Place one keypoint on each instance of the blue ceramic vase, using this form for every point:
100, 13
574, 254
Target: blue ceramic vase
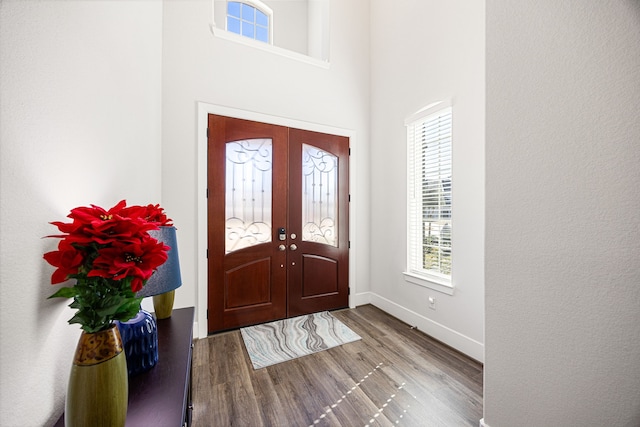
140, 340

=== WHAT IS REQUIRED ===
Rewrite the items above, switching every "vase" to "jar" and keeping all else unchanged. Leave the pictures out of your answer.

=== TASK RESPONSE ===
Place one keypoint on each instance of the blue ceramic jar, using this form for every point:
100, 13
574, 254
Target: blue ceramic jar
140, 340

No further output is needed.